## PROBLEMS TO WORK ON
[1] In the forum discussion about using 3D in comics, which film starring Ian McKellen is mentioned?
[2] Write the next part of the forum discussion about using 3D in comics, starting after its final sentence.

## SOURCE DOCUMENT
╭──

JimRob wrote:ScottE wrote:The first is a question of making use of the masking effect described by
McCloud for backgrounds, to help manipulate the reader's emotions with ultrarealistic backgrounds...
induce a sense of alienation or horror or fear, (done in 3D perhaps), for example, with characters rendered normally. Good idea?
I'd say it depends on how well it's done. (Doesn't everything.) And I can't say I've ever seen it done
well (except, if it counts, the Simpsons Treehouse of Horror episode when a 3D Homer ends up in the real
world). To me it tends to look tacky, unless you can process your source image so that it corresponds
with the style of the rest of the comic (which might in itself detract from the desired effect).
But perhaps McCloud does it better.
Well, no he doesn't. But to be fair, they were merely very brief examples in _Reinventing Comics_ (a la "look what you/I can do!" followed by some rather silly statements that computers do all the work for 3D). I've never actually seen him make use of the stuff anywhere else in his work. RC is not the book it could have been, but I did appreciate the historical stuff and the infinite canvas ideas. I'm not certain how far I'd be willing to go to implement that sort of presentation. The trails are a good idea, but I don't use a Mac or PC and software that would make implementing them anything short of a hassle (my html editor is a text editor; I like simple pages free of tables and frames and crap). Maybe I can get away with lots of big, fat squares with little lines connecting them. Layout and I have always been strangers, even when the layout is always the same number of consistent panels.
JimRob wrote:[...]
I think it's an area that has a lot of potential, especially if it's used not to create obviously 3D
characters - which, I agree, usually look plastic and distance the reader from the story - but to
partially replicate the appearance of hand-drawn art. So an eye, say, would be modelled as a particular
flat shape, yet retain a consistent black outline in various positions. I've seen cartoons which make use
of something like this - and indeed contrast it with hand-drawn animation very effectively - and it works well. Especially for crowd scenes.
But I don't know about the process itself.
Well, I work for an engineering company, doing animation and simulations, but the stuff is pretty boring (road grade separations... now that's excitement), and I never get time to do what I'd like visually with
these projects. So I have a bit of background with 3D, about ten years' worth at this point.
But even so, this is dark and dangerous territory for me. As it stands, comics are done by hand, with maybe some painting app or image editor used to color it. The few 3D comics there are don't really look any good to me.
One of the things that set my brain to this idea (again) was the film Richard III, starring Ian McKellen.
In it, uniforms change from standard British WWI issue to something quite a bit more Nazi (oh, BTW, see this movie, if you haven't. It's _fantastic_.). I somehow wandered from there and wondered what the effect of showing a scene from the
POV of one character as one thing (say, comforting), and the same scene from another character's POV as something completely different would be (disturbing). And then I wondered what I could acheive by causing an entire city to "change" over the course of the story by manipulating its look.
(And, of course, there's this character I've been scribbling in notebooks for 13 or so years...that's is
probably the only reason to even consider doing this at all...it might be nice to see what he does outside the binder.)
PROKOFIEV2000 wrote:ScottE wrote:But I like tools (not buzzsaws, obviously; they unnerve me), and I wonder about
stuff. I've seen cel-rendered 3D animation used beautifully in movies (The Iron
Giant, eg), so why not a comic? As much as I love animation, I think I could appreciate the potential of comics more than animation, which is a lot more work than a comic, and yet doesn't quite have the communication potential of
comics.

╰──

## EXTRACTED MATERIAL
╭──

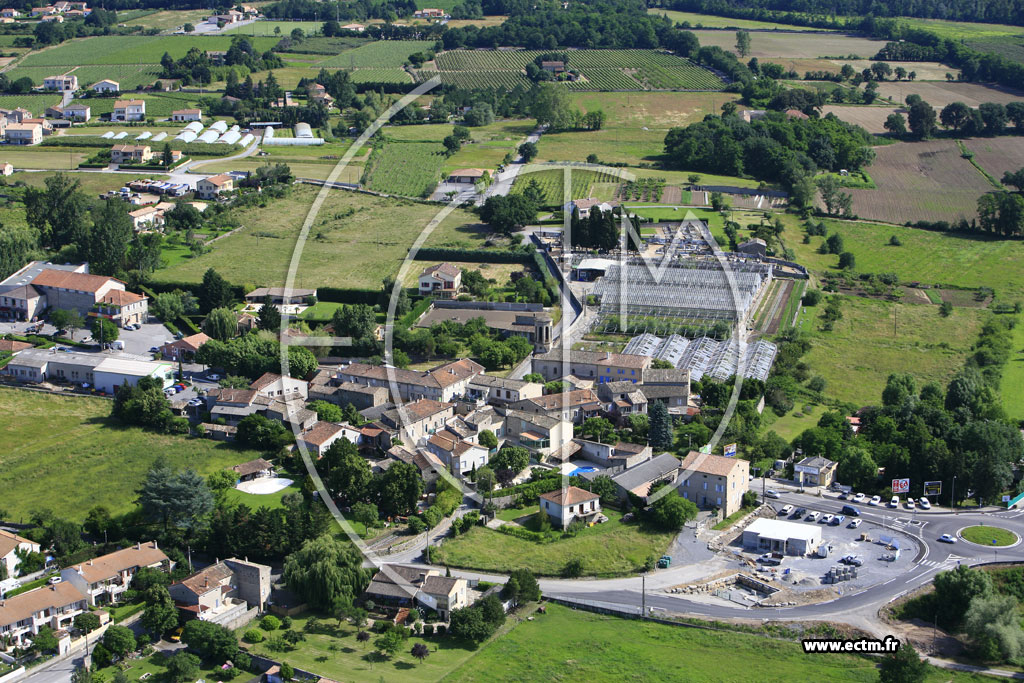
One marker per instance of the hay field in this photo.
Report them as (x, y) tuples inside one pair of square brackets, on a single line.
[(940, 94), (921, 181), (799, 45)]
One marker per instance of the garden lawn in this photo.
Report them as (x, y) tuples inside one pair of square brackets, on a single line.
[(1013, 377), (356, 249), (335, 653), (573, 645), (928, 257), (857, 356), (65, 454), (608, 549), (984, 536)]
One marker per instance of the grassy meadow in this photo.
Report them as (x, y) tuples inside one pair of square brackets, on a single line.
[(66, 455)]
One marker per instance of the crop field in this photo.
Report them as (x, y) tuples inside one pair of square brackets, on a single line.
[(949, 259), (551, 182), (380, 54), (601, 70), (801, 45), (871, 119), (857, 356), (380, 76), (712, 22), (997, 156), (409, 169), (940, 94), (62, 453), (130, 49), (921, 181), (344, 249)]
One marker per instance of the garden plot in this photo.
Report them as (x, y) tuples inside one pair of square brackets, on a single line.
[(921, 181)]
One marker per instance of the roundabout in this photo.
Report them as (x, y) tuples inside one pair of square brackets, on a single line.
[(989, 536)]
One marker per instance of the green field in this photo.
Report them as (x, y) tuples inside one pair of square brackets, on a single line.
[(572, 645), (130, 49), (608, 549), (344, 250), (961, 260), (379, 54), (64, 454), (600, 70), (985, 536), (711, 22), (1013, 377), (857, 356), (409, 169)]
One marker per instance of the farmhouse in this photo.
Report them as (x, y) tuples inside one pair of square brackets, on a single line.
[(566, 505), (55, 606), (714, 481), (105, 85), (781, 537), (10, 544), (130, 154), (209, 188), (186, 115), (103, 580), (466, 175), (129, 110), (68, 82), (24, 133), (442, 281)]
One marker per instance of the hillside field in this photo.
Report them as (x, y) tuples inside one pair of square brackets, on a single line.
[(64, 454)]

╰──

## OUTPUTS IN ORDER
[1] Richard III

[2]
the 3-D animation in Iron Giant looked pretty good, but it was only there for
practical reasons; no human animator could have drawn that machine in perfect
dimensions (although some could have done a damn good job), so computers were used. however, a comic strip lacks most of the technical necessities inherent
in animation. the juxtaposition of the panels, the involvement of the
characters, the "communication potential" that you speak of, are much more important in a strip than the way the characters are modelled.
I disagree that no human animator could have developed a means of rendering a perfectly mechanical character without distortion (the appeal, squash and stretch, aspect-to-aspect &c (cf. 12 principles of animation in _Disney's Nine Old Men_)). In fact, I can think of several ways: using maquettes with
rotoscoping for keyframes and then interpolating the inbetweens), modelmaking for stop-motion (which can be blurred in the
composites to enhance the illusion of motion), or even making multiple-pass photography over models. The latter examples do involve models (which makes it essentially 3D), but might involve more time or personnel (which is a more expensive way of saying more time).
Many animators did do work in the 60s-80s (albeit mostly for visualization and engineering) using nothing more sophisticated than what was available to animators working on "The
Fox and the Hound." You may even remember some bits from Sesame Street or the Electric Company.
Think of a CGI element as something which replaces no personnel in any kind of a production;
approximately the same number of people are involved in producing an all-CGI film as one which
is exclusively done by hand, although it's getting harder to find exclusive examples
anymore... the computer introduces too much power and offers too much control over a production to be excluded.
PROKOFIEV2000 wrote:anyway, when they figure out a way to do 3-D in a comic strip and still give it
individuality and style, i'll be VERY impressed. as for now, though, i don't
see a way or a reason to improve on hand-drawn cartoons. i believe that in comics, style should be transparent; it shouldn't get in the way of that
communication that we've discussed. when you add decadence to the process of
This nonplusses me. What do you mean by decadence?
PROKOFIEV2000 wrote:creating the visuals, you are giving that area of it more weight than it needs.
people shoudnt' have to worry about how you did it... that's why i took down my
"PROCESS" page (that and it seemed a bit like Michael Jordon writing a book
entitled "How to Act").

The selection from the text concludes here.